» TEXT BLOCK

U.S. Judge Dismisses Chemist's Suit

A federal judge has ruled that the Prince George's County Police Department
was justified in firing a drug lab chemist, because she wrongfully caused
prosecutors to drop a felony drug charge and then lied to police and
prosecutors about the case.

In a 16-page opinion, U.S. District Judge Alexander Williams Jr. dismissed
the lawsuit in which former chemist Kellie Lynn Campbell alleged that she
was fired for speaking out about laboratory irregularities and unreliable
test results.

The decision, handed down May 31, came four months after a federal jury
sitting in Greenbelt deadlocked on the merits of the case and Williams
declared a mistrial.

Despite the dismissal of Campbell's suit, the county public defender,
Joseph M. Niland, said yesterday that he believes improprieties persist at
the drug lab. Niland said his office will continue to press for information
about the lab's workings and the validity of its results.

"I am obviously disappointed at the judge's decision," Campbell, 30, said
in a written response to a reporter's questions. "Simply put, I was fired
for being a whistleblower and am strongly considering an appeal."

» DIRECTION A
Reproduce verbatim the stretch of the article on the chemist's dismissed lawsuit from "In a 16-page" through "of its results.".
» DIRECTION B
Extend the news article about the dismissed lawsuit of the former drug lab chemist, beginning immediately after its final sentence.

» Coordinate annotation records
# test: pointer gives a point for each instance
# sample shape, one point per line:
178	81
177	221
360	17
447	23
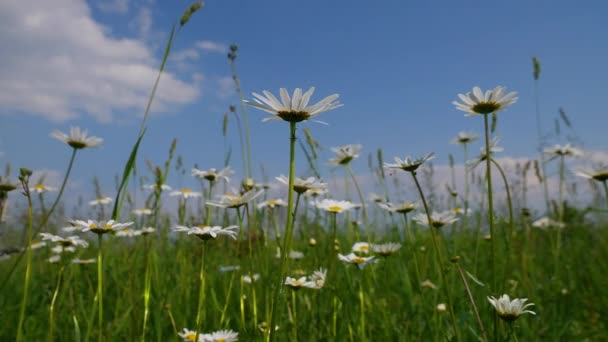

» FINAL ANSWER A
In a 16-page opinion, U.S. District Judge Alexander Williams Jr. dismissed
the lawsuit in which former chemist Kellie Lynn Campbell alleged that she
was fired for speaking out about laboratory irregularities and unreliable
test results.

The decision, handed down May 31, came four months after a federal jury
sitting in Greenbelt deadlocked on the merits of the case and Williams
declared a mistrial.

Despite the dismissal of Campbell's suit, the county public defender,
Joseph M. Niland, said yesterday that he believes improprieties persist at
the drug lab. Niland said his office will continue to press for information
about the lab's workings and the validity of its results.

» FINAL ANSWER B
Campbell stated that since her allegations were made public, county
prosecutors have agreed to plea bargains with no jail time in scores of
drug cases.

Niland also commented on the effect of Campbell's allegations. "I don't
think it's coincidental that all these favorable [plea bargains] have
occurred while all this controversy was underway," he said. "I think the
attack on the drug lab was justified. I think the [judicial] decisions that
have been made to keep this information away from us were wrong."

Associate County Attorney Rhonda L. Weaver, who helped defend the county
and the police against the lawsuit, said: "We think it was the right
decision. Basically, we did not believe [Campbell] had any claim."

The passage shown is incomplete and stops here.